** Brano proposto **
↓↓↓

Il 18 luglio 2019, la senatrice del Partito democratico Valeria Valente ha scritto su Facebook che «al Sud un giovane su due non ha più lavoro».
Ma è davvero così? Abbiamo verificato.
Qual è la fonte del dato
Nel suo post, Valente ha citato «il rapporto di Confindustria e Srm», allegando la foto di un articolo pubblicato il 18 luglio 2019 sul quotidiano Il Mattino, intitolato “Dramma mezzogiorno, un giovane su due non ha più un lavoro”.
Anche altri siti di notizie hanno ripreso il tema, titolando “Confindustria lancia l’allarme Sud: un giovane su due non lavora” (Tgcom24), oppure “Emergenza Sud: più di un giovane su due non lavora” (Il Secolo d’Italia).
Il rapporto in questione si chiama Check-up Mezzogiorno (qui consultabile) ed è una «tradizionale analisi di mezza estate» condotta da Confindustria e dal centro Studi e ricerche per il Mezzogiorno (Srm), che valuta lo stato di salute dell’economia nell’Italia meridionale (comprese le isole).
Come si legge nel report, «resta particolarmente elevata la disoccupazione giovanile, che raggiunge al Sud il tasso record del 51,9 per cento: in pratica, più di un ragazzo meridionale su due non lavora».
Alla base di questa affermazione, però, c’è un errore di interpretazione.
Come si calcola la disoccupazione giovanile
Come abbiamo spiegato in una nostra precedente analisi, il tasso di disoccupazione giovanile – ossia quella che coinvolge gli individui tra i 15 e 24 anni di età – non si calcola sull’intera popolazione in questa fascia di età.
Il tasso di disoccupazione giovanile – come quello generale – è calcolato sulle cosiddette “forze di lavoro”, ossia su quella parte di giovani tra i 15 e 24 anni che lavorano o sono in cerca di un lavoro (i cosiddetti “attivi”).

↑↑↑

** Il tuo compito **
Prosegui il brano qui sopra sulla disoccupazione giovanile nel Mezzogiorno, scrivendo il seguito della sua ultima frase.

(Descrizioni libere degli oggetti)
↓↓↓

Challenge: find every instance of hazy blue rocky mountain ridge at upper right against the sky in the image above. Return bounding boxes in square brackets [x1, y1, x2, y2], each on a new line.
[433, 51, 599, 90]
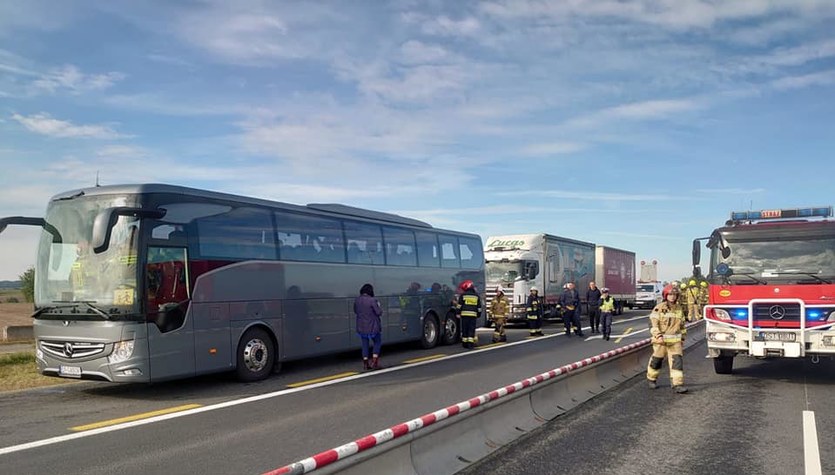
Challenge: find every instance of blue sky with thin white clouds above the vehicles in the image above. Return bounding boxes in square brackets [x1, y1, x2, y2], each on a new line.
[0, 0, 835, 280]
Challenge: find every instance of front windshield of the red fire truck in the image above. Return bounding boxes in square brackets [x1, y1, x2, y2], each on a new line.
[711, 237, 835, 283]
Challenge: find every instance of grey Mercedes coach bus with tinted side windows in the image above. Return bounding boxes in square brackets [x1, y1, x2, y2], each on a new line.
[0, 184, 484, 382]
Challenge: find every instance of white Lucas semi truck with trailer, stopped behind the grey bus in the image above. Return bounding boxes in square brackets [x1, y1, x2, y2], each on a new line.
[484, 233, 635, 322]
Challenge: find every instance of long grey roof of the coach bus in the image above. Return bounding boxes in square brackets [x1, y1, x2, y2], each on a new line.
[50, 183, 480, 239]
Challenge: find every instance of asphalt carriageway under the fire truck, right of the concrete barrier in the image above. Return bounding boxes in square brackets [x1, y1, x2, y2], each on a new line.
[459, 342, 835, 475]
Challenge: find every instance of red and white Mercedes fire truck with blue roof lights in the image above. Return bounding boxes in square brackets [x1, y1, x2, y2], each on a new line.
[693, 206, 835, 374]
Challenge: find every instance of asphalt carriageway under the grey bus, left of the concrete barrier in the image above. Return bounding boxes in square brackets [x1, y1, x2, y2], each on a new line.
[0, 312, 646, 475]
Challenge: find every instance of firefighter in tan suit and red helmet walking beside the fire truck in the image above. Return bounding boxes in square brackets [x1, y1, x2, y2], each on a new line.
[647, 285, 687, 394]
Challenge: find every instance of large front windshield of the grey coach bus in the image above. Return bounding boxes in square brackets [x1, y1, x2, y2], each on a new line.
[35, 196, 140, 320]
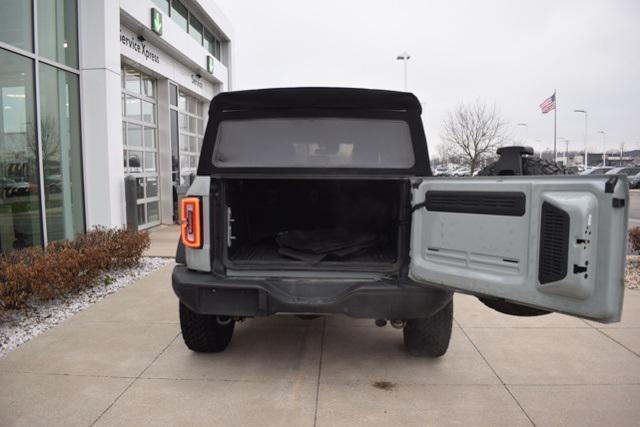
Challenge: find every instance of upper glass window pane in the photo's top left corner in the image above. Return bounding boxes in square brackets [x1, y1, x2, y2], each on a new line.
[0, 0, 33, 52]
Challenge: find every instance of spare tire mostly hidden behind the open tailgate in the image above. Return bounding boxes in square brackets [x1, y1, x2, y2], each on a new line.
[478, 157, 572, 316]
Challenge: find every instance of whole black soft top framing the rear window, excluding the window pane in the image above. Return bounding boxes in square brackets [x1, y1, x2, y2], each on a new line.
[198, 87, 431, 176]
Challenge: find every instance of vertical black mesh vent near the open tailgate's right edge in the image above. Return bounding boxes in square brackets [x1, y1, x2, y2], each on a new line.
[538, 202, 570, 284]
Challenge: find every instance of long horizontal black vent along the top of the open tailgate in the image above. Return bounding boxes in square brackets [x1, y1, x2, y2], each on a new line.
[424, 191, 526, 216]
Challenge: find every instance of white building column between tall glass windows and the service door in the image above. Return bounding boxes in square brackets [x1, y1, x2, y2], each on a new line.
[78, 0, 125, 229]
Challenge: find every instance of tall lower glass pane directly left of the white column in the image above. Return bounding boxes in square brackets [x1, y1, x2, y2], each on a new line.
[39, 63, 84, 241]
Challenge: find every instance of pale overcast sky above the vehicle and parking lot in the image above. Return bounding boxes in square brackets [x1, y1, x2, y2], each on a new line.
[217, 0, 640, 154]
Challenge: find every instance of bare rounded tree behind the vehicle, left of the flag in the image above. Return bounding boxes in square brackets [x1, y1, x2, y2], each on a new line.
[441, 101, 507, 174]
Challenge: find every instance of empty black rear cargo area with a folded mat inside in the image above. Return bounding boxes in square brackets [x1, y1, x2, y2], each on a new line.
[224, 179, 407, 270]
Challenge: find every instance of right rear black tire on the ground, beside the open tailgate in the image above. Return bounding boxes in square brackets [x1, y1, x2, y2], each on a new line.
[402, 300, 453, 357]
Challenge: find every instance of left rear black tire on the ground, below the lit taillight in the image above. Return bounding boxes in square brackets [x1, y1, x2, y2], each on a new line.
[180, 303, 236, 353]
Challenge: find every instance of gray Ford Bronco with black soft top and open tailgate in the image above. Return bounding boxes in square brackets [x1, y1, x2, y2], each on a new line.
[172, 88, 628, 357]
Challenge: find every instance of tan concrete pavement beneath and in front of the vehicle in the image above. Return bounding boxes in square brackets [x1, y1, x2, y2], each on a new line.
[0, 264, 640, 426]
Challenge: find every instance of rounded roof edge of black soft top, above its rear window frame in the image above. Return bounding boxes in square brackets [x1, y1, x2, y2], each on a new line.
[209, 87, 422, 114]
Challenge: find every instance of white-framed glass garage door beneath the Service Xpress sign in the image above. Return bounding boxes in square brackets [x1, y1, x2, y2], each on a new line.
[122, 65, 160, 229]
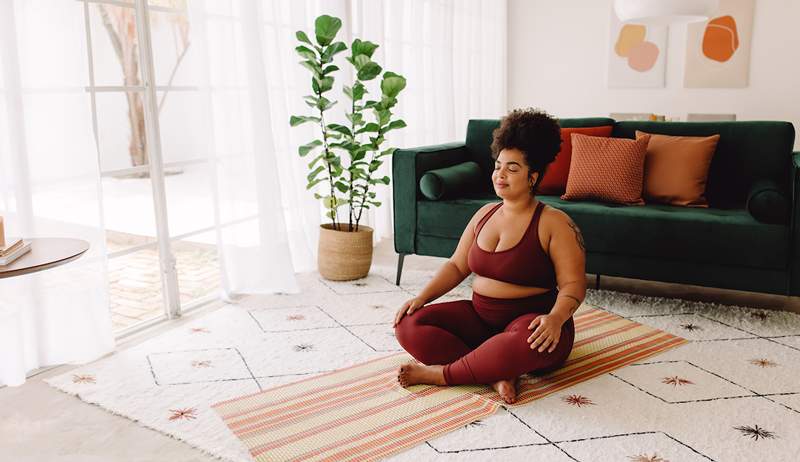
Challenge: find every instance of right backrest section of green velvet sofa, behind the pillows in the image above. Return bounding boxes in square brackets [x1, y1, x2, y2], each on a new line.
[611, 121, 795, 208]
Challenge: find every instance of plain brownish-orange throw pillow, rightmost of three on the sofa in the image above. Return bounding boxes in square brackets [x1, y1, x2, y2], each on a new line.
[636, 130, 719, 207]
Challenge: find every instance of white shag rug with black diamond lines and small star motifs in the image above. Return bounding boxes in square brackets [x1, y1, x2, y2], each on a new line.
[47, 266, 800, 462]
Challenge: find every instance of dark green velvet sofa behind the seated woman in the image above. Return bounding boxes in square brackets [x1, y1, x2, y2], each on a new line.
[392, 118, 800, 295]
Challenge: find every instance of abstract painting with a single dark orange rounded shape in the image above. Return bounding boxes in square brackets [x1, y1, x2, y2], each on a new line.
[683, 0, 755, 88]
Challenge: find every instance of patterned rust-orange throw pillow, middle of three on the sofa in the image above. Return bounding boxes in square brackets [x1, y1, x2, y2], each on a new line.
[561, 133, 650, 205]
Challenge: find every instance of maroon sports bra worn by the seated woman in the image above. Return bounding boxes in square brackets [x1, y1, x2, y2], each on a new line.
[467, 202, 556, 288]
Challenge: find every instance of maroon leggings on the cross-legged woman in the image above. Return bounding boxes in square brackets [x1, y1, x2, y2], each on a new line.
[395, 289, 575, 385]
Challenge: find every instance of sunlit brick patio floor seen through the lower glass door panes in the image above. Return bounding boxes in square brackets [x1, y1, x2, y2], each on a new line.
[106, 231, 220, 331]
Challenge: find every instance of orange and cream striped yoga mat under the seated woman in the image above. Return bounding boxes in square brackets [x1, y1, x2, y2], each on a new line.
[213, 305, 687, 461]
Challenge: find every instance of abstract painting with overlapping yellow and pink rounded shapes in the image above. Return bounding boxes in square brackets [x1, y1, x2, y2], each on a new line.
[608, 8, 667, 88]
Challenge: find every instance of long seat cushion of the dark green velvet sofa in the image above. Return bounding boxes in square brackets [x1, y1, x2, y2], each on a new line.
[417, 194, 789, 269]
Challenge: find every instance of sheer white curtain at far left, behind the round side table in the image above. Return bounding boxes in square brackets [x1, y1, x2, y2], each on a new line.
[0, 0, 114, 385]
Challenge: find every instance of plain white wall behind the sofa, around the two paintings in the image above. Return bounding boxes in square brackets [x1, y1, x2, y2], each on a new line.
[507, 0, 800, 150]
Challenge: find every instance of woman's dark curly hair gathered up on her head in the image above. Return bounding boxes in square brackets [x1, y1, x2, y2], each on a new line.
[492, 108, 561, 194]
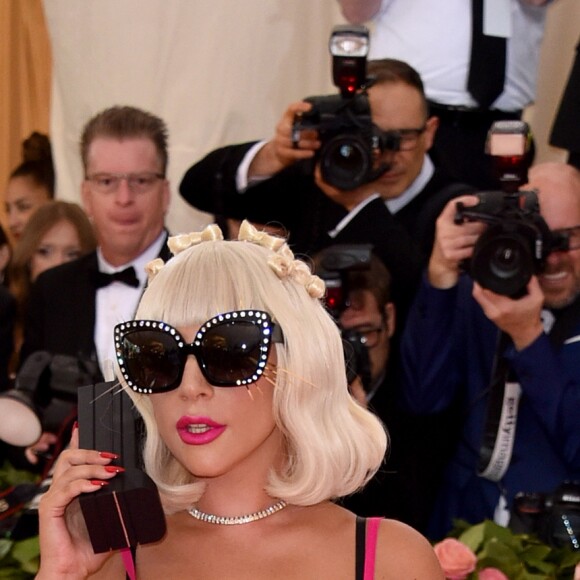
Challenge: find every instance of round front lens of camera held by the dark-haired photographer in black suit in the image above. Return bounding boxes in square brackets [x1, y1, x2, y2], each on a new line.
[320, 135, 372, 190]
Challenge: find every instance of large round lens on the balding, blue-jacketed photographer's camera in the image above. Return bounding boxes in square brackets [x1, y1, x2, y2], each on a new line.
[471, 224, 534, 297]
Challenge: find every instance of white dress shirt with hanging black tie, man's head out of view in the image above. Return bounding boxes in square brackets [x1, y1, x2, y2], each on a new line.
[369, 0, 546, 111]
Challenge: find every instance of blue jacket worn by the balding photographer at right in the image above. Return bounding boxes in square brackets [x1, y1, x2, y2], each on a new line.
[401, 275, 580, 540]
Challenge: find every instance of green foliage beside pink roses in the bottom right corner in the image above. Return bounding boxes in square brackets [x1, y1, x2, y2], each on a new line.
[449, 520, 580, 580]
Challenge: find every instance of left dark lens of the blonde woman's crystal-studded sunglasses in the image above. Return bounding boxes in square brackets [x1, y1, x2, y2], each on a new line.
[121, 330, 180, 391]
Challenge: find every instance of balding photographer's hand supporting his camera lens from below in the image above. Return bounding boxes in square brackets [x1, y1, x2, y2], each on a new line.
[473, 276, 544, 350]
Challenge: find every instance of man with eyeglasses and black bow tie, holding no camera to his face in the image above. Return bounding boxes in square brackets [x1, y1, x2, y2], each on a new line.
[15, 106, 170, 472]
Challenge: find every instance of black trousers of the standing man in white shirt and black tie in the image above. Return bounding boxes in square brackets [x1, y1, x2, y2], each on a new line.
[429, 102, 534, 190]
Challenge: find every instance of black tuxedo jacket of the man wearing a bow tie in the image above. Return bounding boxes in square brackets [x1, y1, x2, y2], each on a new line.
[20, 233, 171, 380]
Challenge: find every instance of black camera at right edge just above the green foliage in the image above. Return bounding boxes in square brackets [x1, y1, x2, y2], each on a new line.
[509, 481, 580, 550]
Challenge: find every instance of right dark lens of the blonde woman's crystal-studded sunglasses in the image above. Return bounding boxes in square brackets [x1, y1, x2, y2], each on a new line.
[199, 320, 262, 385]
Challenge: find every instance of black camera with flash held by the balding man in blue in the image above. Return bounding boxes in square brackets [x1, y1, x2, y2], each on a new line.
[455, 121, 567, 298]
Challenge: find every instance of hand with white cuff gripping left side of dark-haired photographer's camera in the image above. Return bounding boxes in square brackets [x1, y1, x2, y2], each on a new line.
[248, 101, 320, 177]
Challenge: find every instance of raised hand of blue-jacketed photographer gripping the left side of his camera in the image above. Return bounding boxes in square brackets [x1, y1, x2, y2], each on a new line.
[428, 195, 485, 289]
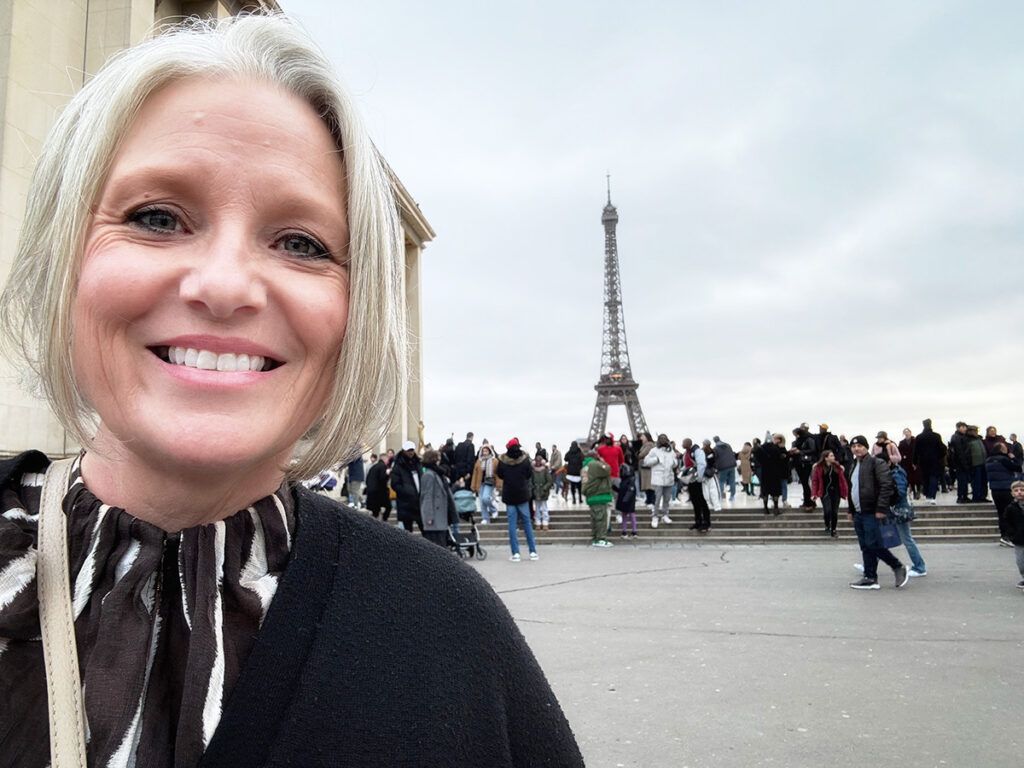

↑↑↑

** Risposta all'esercizio **
È esclusa dunque dal calcolo una parte rilevante della popolazione giovanile: quella che studia (la scuola dell’obbligo in Italia dura fino ai 16 anni e dopo la scuola secondaria di secondo grado, inizia il percorso universitario) e quella che, una volta smesso di studiare, non cerca lavoro (i cosiddetti “inattivi”, chiamati per questa fascia d’età Neet, Not in employment, education and training).
Già nel 2012, l’Istat aveva pubblicato un comunicato stampa in cui metteva in guardia da possibili errori di interpretazione, scrivendo: «A seguito di quanto pubblicato da alcune agenzie, testate online, radio e televisioni in merito ai dati mensili su occupati e disoccupati diffusi questa mattina, si precisa che non è corretto affermare che “più di un giovane su tre è disoccupato”, mentre sarebbe più corretto segnalare che “più di uno su tre dei giovani attivi è disoccupato”».
È una sorta di «inganno statistico» – come l’hanno chiamato Alessandra Del Boca, economista all’Università di Brescia, e Antonietta Mundo, ex attuaria all’Inps – che porta a scambiare la parte per il tutto.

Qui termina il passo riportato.